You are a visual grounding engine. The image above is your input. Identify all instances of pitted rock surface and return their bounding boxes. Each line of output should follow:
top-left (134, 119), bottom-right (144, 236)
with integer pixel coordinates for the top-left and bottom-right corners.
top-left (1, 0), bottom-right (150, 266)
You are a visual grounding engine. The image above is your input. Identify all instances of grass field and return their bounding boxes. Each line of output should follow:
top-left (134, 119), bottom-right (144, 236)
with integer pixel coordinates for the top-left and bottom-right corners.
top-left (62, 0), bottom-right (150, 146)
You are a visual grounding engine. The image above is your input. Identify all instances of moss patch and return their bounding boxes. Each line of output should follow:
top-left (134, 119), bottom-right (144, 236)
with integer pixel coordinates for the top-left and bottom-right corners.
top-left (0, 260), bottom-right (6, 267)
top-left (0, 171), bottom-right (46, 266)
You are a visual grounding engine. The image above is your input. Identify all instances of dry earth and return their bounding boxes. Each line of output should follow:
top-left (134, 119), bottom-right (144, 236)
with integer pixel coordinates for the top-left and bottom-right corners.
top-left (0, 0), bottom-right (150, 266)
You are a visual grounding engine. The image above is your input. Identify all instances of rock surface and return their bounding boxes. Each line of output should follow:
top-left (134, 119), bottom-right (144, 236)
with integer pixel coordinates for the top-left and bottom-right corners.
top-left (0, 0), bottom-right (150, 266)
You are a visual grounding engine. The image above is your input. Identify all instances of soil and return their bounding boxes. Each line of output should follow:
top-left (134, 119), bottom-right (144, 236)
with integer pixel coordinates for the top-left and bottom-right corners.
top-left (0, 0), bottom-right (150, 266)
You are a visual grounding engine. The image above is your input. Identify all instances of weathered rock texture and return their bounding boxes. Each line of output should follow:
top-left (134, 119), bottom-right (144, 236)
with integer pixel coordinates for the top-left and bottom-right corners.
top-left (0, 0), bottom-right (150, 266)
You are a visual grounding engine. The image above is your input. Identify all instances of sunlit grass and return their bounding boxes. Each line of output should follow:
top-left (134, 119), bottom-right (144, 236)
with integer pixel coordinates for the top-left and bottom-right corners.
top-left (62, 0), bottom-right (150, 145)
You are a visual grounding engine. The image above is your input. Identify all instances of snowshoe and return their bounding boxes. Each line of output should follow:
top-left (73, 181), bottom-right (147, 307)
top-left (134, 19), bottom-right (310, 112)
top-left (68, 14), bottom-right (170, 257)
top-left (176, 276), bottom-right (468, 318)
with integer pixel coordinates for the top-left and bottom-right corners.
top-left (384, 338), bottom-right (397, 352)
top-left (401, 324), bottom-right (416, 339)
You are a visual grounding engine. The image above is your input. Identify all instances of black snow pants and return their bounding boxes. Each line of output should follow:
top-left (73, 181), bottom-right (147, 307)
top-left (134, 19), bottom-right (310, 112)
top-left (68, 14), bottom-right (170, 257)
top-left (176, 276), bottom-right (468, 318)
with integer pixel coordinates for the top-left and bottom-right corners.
+++
What you should do
Retype each record. Keep every character as it is.

Result for this task
You are a visual grounding engine. The image above is your input. Identify all instances of pitted rock surface and return their bounding boxes. Each line of output should follow:
top-left (134, 119), bottom-right (144, 236)
with integer pixel coordinates for the top-left and bottom-right corners.
top-left (1, 0), bottom-right (150, 266)
You are a visual grounding engine. The image above is your input. Identify all instances of grass field and return their bounding boxes. Each line of output should follow:
top-left (134, 119), bottom-right (144, 236)
with integer pixel coordinates for the top-left and bottom-right corners.
top-left (62, 0), bottom-right (150, 146)
You are a visual grounding engine. The image above is your input. Identify all instances of moss patch and return their bounding boxes. Each line of output should follow:
top-left (134, 119), bottom-right (144, 236)
with integer pixel coordinates for the top-left and bottom-right corners.
top-left (0, 260), bottom-right (6, 267)
top-left (0, 171), bottom-right (46, 266)
You are a visual grounding engine. The image above is your input. Identify all instances of dry earth and return their bounding boxes. Each line of output should follow:
top-left (134, 119), bottom-right (144, 236)
with integer pixel coordinates for the top-left and bottom-right corners.
top-left (0, 0), bottom-right (150, 266)
You are a visual grounding engine. The image above is your input. Identify all instances of rock surface and return their bounding boxes. Each line of output should follow:
top-left (134, 119), bottom-right (144, 236)
with integer pixel coordinates for the top-left and bottom-right corners.
top-left (0, 0), bottom-right (150, 266)
You are a visual grounding engine. The image above is your input. Identify all instances of soil and return their bounding boxes. Each line of output should follow:
top-left (134, 119), bottom-right (144, 236)
with integer pixel coordinates for the top-left and bottom-right corners.
top-left (0, 0), bottom-right (150, 266)
You are a visual grounding engine. The image above is your input. Identify all instances of weathered rock texture and return their bounding boxes. Each line of output should follow:
top-left (134, 119), bottom-right (144, 236)
with integer pixel coordinates for the top-left and bottom-right corners.
top-left (0, 0), bottom-right (150, 266)
You are a visual grounding engine. The image above is your input. Identify all instances of sunlit grass and return their bounding boxes. Each line of output should follow:
top-left (134, 119), bottom-right (144, 236)
with integer pixel coordinates for the top-left and bottom-right corners.
top-left (62, 0), bottom-right (150, 145)
You are a visual grounding engine. The image above is your input. Identify all instances of snowshoe and return their bounding boxes. Each line of output should follow:
top-left (73, 181), bottom-right (147, 307)
top-left (134, 19), bottom-right (310, 112)
top-left (68, 14), bottom-right (170, 257)
top-left (176, 276), bottom-right (468, 318)
with integer pixel coordinates for the top-left and bottom-right corners.
top-left (384, 338), bottom-right (397, 352)
top-left (401, 324), bottom-right (416, 339)
You are a visual grounding engine. The image above is your input. Identify all instances of black snow pants and return their bounding boxes. Each line of output should follow:
top-left (73, 181), bottom-right (147, 307)
top-left (134, 19), bottom-right (310, 112)
top-left (68, 14), bottom-right (170, 257)
top-left (176, 276), bottom-right (468, 318)
with integer pixel coordinates for the top-left and bottom-right corners.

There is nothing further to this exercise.